WHAT TO WORK ON:
Format everything from the line containing "the player's short" down to the end of the material, both ends included, as a JSON list of strings with one string per line and blank lines left out.
#### MATERIAL PROVIDED
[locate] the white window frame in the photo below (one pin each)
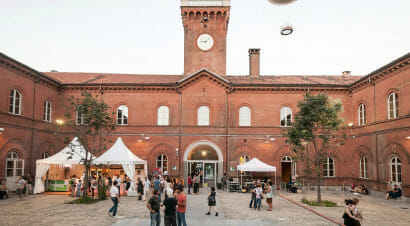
(163, 116)
(161, 159)
(293, 164)
(245, 116)
(79, 119)
(395, 170)
(393, 99)
(123, 118)
(362, 114)
(13, 100)
(16, 160)
(284, 112)
(327, 170)
(47, 111)
(203, 116)
(363, 168)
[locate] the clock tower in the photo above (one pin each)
(205, 28)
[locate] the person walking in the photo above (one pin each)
(259, 196)
(153, 206)
(29, 185)
(170, 205)
(94, 184)
(147, 185)
(140, 188)
(212, 202)
(181, 209)
(269, 195)
(252, 204)
(20, 186)
(189, 184)
(118, 185)
(79, 187)
(115, 197)
(73, 181)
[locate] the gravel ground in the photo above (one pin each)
(51, 210)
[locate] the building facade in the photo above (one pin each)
(205, 119)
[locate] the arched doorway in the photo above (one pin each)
(206, 159)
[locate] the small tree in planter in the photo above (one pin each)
(316, 123)
(90, 121)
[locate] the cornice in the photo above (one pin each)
(25, 70)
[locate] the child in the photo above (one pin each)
(212, 201)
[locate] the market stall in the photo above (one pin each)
(255, 165)
(60, 163)
(119, 154)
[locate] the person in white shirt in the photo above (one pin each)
(147, 185)
(115, 197)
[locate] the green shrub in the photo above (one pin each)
(325, 203)
(102, 191)
(83, 200)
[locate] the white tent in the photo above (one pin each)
(73, 153)
(255, 165)
(119, 154)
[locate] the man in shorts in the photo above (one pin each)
(20, 186)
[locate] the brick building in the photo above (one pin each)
(207, 119)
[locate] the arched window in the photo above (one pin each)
(244, 116)
(79, 119)
(393, 106)
(285, 116)
(122, 115)
(362, 114)
(395, 169)
(162, 163)
(242, 160)
(15, 102)
(329, 167)
(163, 116)
(14, 165)
(293, 164)
(363, 168)
(203, 116)
(45, 155)
(47, 111)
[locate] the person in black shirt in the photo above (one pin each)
(170, 205)
(153, 206)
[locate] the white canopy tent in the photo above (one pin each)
(119, 154)
(74, 153)
(255, 165)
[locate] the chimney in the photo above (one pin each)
(254, 62)
(346, 73)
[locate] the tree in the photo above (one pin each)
(89, 120)
(316, 124)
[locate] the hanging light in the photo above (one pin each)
(281, 2)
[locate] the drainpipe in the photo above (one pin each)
(32, 125)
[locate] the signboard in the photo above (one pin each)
(57, 185)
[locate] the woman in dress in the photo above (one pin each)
(140, 188)
(269, 195)
(79, 188)
(348, 215)
(212, 201)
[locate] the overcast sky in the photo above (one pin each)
(136, 36)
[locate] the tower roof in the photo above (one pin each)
(205, 2)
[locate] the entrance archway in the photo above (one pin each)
(206, 159)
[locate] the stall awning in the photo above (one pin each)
(255, 165)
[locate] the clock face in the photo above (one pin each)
(205, 42)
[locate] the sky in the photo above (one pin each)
(146, 37)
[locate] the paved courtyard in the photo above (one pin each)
(233, 210)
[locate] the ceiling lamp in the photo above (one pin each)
(286, 29)
(281, 2)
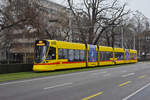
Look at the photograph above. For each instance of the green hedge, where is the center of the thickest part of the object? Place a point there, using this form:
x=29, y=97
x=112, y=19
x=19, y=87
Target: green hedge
x=13, y=68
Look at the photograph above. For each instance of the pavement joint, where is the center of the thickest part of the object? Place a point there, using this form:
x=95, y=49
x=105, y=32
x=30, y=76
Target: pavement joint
x=92, y=96
x=141, y=77
x=125, y=83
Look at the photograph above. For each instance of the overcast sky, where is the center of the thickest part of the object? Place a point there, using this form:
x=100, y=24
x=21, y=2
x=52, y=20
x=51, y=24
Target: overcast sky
x=141, y=5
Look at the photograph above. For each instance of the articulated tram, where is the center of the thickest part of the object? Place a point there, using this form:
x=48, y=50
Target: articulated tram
x=53, y=55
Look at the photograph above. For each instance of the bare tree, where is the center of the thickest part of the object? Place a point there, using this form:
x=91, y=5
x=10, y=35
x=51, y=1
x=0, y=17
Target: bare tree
x=99, y=15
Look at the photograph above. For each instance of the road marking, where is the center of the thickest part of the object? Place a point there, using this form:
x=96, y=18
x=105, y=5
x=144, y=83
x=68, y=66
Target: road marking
x=60, y=85
x=94, y=95
x=143, y=76
x=131, y=95
x=124, y=71
x=125, y=83
x=99, y=73
x=107, y=74
x=130, y=74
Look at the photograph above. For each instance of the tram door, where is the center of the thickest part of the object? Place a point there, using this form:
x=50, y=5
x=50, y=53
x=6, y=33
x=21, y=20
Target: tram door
x=92, y=56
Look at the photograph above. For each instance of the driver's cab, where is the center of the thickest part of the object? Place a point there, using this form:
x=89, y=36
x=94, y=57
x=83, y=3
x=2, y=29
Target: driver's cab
x=44, y=52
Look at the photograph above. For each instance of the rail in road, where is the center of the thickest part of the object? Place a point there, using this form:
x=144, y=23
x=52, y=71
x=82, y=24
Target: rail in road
x=130, y=82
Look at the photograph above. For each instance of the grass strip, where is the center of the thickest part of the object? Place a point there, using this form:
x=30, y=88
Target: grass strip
x=29, y=75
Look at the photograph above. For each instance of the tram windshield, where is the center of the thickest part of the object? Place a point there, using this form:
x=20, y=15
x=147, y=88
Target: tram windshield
x=40, y=52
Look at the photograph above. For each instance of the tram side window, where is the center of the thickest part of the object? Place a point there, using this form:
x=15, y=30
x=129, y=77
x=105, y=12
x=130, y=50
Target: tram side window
x=64, y=53
x=60, y=53
x=133, y=55
x=51, y=53
x=82, y=55
x=106, y=56
x=76, y=55
x=71, y=55
x=119, y=55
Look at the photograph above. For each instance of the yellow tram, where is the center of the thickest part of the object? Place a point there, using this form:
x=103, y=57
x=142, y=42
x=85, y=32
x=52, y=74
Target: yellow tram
x=53, y=55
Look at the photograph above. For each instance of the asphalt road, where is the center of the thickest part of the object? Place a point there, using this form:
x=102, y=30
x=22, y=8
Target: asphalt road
x=129, y=82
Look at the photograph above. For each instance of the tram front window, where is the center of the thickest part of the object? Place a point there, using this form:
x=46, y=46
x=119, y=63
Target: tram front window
x=40, y=52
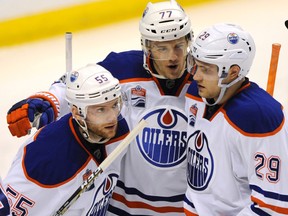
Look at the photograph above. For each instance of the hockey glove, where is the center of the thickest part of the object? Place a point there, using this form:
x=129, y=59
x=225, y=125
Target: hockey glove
x=36, y=111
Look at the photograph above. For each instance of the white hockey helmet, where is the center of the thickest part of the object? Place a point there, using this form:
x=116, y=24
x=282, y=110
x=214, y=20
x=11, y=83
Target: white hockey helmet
x=91, y=85
x=163, y=21
x=225, y=45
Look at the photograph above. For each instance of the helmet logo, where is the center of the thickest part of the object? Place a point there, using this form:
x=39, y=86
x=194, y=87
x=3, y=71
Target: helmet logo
x=145, y=12
x=73, y=76
x=233, y=38
x=168, y=30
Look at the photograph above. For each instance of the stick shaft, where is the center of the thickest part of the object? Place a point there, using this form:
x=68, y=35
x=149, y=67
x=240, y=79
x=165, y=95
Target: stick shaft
x=68, y=47
x=110, y=158
x=273, y=68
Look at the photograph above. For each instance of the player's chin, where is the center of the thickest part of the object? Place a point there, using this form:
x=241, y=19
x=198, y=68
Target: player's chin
x=110, y=132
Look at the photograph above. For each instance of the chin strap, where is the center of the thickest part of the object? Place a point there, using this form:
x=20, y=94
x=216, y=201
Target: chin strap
x=96, y=139
x=148, y=67
x=224, y=87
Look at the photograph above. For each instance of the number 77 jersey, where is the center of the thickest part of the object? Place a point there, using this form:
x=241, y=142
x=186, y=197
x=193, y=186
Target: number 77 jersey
x=237, y=155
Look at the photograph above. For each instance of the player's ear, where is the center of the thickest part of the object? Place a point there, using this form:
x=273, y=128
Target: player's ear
x=75, y=113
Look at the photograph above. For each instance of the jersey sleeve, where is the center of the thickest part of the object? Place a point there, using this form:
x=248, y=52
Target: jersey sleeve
x=261, y=159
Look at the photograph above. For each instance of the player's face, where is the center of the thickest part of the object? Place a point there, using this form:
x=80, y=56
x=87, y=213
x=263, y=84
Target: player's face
x=206, y=76
x=169, y=57
x=102, y=120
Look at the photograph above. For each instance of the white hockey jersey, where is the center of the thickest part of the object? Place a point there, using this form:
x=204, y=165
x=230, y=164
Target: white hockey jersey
x=4, y=205
x=153, y=172
x=237, y=155
x=53, y=163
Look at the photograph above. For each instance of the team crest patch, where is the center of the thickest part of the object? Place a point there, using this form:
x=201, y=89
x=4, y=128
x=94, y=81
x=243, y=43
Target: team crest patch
x=163, y=142
x=85, y=177
x=192, y=115
x=200, y=161
x=138, y=97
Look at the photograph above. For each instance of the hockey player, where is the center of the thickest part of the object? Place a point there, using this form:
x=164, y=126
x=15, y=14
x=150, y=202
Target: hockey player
x=237, y=133
x=153, y=173
x=54, y=162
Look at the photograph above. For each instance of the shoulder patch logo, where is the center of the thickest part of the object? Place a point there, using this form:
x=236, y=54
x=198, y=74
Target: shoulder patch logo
x=138, y=96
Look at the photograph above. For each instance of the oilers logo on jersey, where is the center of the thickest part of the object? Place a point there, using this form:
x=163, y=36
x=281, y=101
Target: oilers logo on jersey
x=200, y=161
x=104, y=191
x=138, y=96
x=160, y=144
x=193, y=113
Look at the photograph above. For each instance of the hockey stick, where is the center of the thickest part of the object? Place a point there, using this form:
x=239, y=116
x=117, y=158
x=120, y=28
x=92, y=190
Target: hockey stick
x=68, y=47
x=110, y=158
x=273, y=68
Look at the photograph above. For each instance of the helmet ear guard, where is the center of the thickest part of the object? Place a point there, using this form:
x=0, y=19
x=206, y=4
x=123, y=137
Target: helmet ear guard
x=163, y=21
x=225, y=45
x=91, y=85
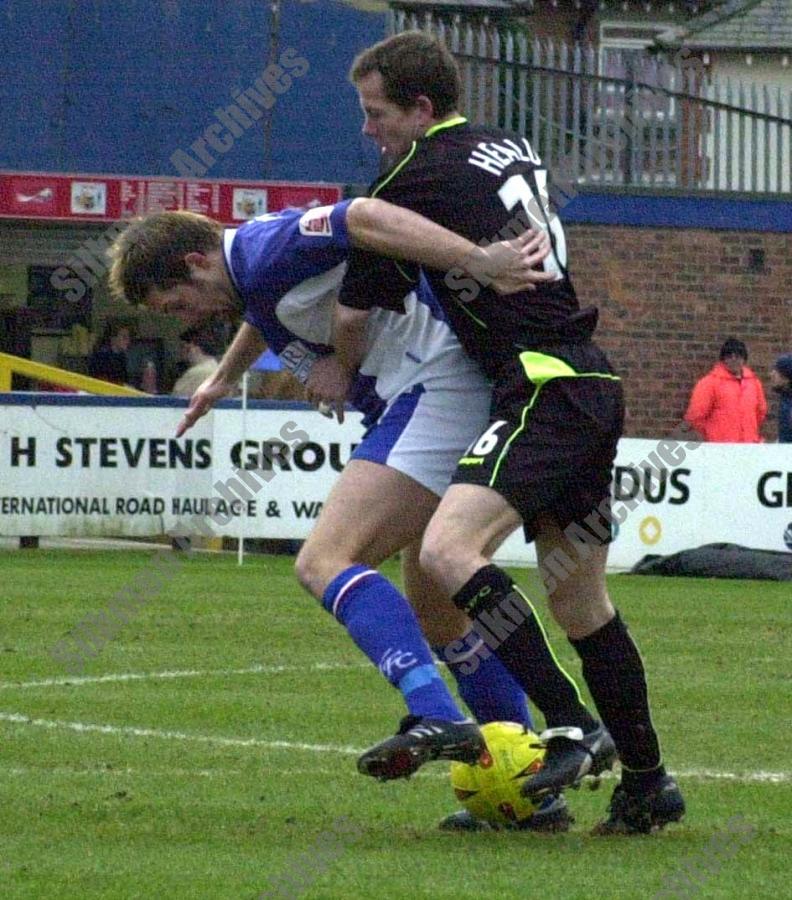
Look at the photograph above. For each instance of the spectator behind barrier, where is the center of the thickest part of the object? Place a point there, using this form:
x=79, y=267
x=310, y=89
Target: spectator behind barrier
x=728, y=404
x=109, y=359
x=781, y=379
x=200, y=349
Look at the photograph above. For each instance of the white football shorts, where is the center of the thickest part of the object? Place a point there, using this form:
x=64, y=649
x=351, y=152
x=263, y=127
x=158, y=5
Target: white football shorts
x=424, y=433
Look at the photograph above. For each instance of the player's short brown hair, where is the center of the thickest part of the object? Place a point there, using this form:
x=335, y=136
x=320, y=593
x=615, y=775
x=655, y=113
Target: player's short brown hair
x=150, y=252
x=411, y=64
########
SOLUTION FOR THIS PROBLEM:
[
  "Look at the photograph above. For each instance of the player's short brown hair, where is the center of the thickest part of the object? Place a point there, using this form:",
  "x=335, y=136",
  "x=320, y=593",
  "x=615, y=775",
  "x=655, y=113",
  "Target: player's short brown hair",
  "x=150, y=252",
  "x=411, y=64"
]